[PATCH 03/16] x86/entry/32: Leave the kernel via the trampoline stack

From: Joerg Roedel
Date: Tue Jan 16 2018 - 11:55:53 EST


From: Joerg Roedel <jroedel@xxxxxxx>

Switch back to the trampoline stack before returning to
userspace.

Signed-off-by: Joerg Roedel <jroedel@xxxxxxx>
---
arch/x86/entry/entry_32.S | 58 ++++++++++++++++++++++++++++++++++++++++
arch/x86/kernel/asm-offsets_32.c | 1 +
2 files changed, 59 insertions(+)

diff --git a/arch/x86/entry/entry_32.S b/arch/x86/entry/entry_32.S
index 5a7bdb73be9f..14018eeb11c3 100644
--- a/arch/x86/entry/entry_32.S
+++ b/arch/x86/entry/entry_32.S
@@ -263,6 +263,61 @@
.endm

/*
+ * Switch back from the kernel stack to the entry stack.

> DATA LINES

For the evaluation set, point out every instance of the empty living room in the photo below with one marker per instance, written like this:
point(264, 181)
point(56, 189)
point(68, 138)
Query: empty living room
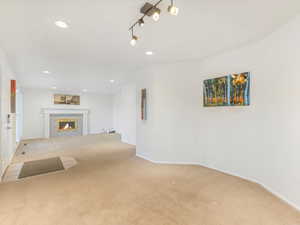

> YOUR TASK
Can you repeat the kernel patch starting at "diff --git a/arch/x86/entry/entry_32.S" and ending at "the entry stack.", switching "kernel stack" to "task stack"? The lines here have nothing to do with the kernel patch.

> ANSWER IN FULL
diff --git a/arch/x86/entry/entry_32.S b/arch/x86/entry/entry_32.S
index 5a7bdb73be9f..14018eeb11c3 100644
--- a/arch/x86/entry/entry_32.S
+++ b/arch/x86/entry/entry_32.S
@@ -263,6 +263,61 @@
.endm

/*
+ * Switch back from the task stack to the entry stack.